The aircraft belonged to USAAF, 8 Air Force, 385 Bomb Group, 548 Bomb Squadron and was coded E.
T/O Great Ashfield OP : Marienburg


When approaching the Danish west coast problems started for “Miss Nonalee II”. Number two engine ran away and it was necessary to feather the propeller and it was decided to turn back. Five minutes later number two engine lost power and it was decided to land in Denmark since they would not be able to reach England. When they reached land Pilot 1. Lt. Glyndon D. Bell ordered the crew to bail out starting with the tail gunner and working up to the front of the ship. Radio Op. T/Sgt Lloyd E. Rodemar had by accident opened his chute in the aircraft and was thus afraid to jump.
Bell gave him his own parachute and would then try to land the aircraft.
 


                                   (Via Finn Buch)

Pilot 1. Lt. Glyndon D. Bell

 


    (Ben van Drogenbroek)

::::::::::

> **Exercise set**
(a) Do these statements agree with the Miss Nonalee II account? (i) The aircraft belonged to the 548 Bomb Squadron. (ii) The crew was ordered to bail out starting from the front of the ship. (iii) Rodemar opened his chute inside the aircraft by accident. Answer yes or no for each, and quote the deciding words.
(b) Write a continuation of the Miss Nonalee II account that picks up after its last sentence.

> **Material**
::::::::::

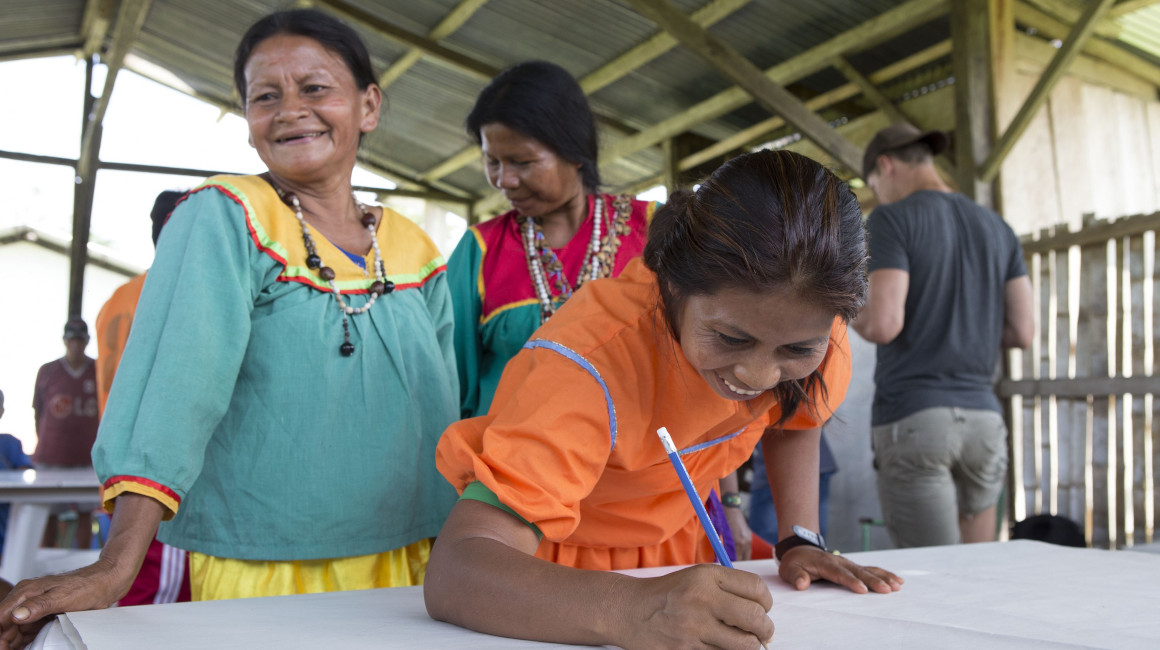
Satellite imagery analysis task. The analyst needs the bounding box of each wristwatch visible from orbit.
[774,526,829,561]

::::::::::

> **Responses by task**
(a)
(i) Yes: "548 Bomb Squadron"
(ii) No: "starting with the tail gunner and working up to the front of the ship"
(iii) Yes: "had by accident opened his chute in the aircraft"

(b)
Bombardier 2.Lt Joseph E. Ostermann

 


 (Nils Jensen)

Co.Pilot 2.Lt Arnold P. Martin

 


              (Patricia Martin)

Howard and Villareal were not on this mission.

Co.Pilot 2.Lt Arnold P. Martin, Navigator 2.Lt Frank L. Bachman, Bombardier 2.Lt Joseph E. Ostermann, Top Turret Gnr. T/Sgt Henry P. Elliott, Ball Turret Gnr. S/Sgt Harold Rudick, Tail Gnr. S/Sgt Albert W. Spencer Jr., Left Waist Gnr. Sgt. John Edli, Right waist Gnr. S/Sgt Marshall F. Bryan, Arial Photographer T/Sgt Charlton K. Browning and Radio Op. T/Sgt Lloyd E. Rodemar all landed safely and were all captured just after landing by German troops. They had all landed in the area of Oksbøl not far from the German barracks. Co-Pilot Arnold Martin and Bombardier Joe Ostermann came down together and went to a farmers house where they were hidden. However the farmer became nervous with the Germans in the area looking for the flyers and turned them in.

They were sent to Nuremburg for interrogation and afterwards Martin was sent to Stalag Luft III Sagan. In January and February 1945 he was on a forced march from Stalag III to Stalag VIIA Moosburg where he was liberated by the American troops on April 29 1945.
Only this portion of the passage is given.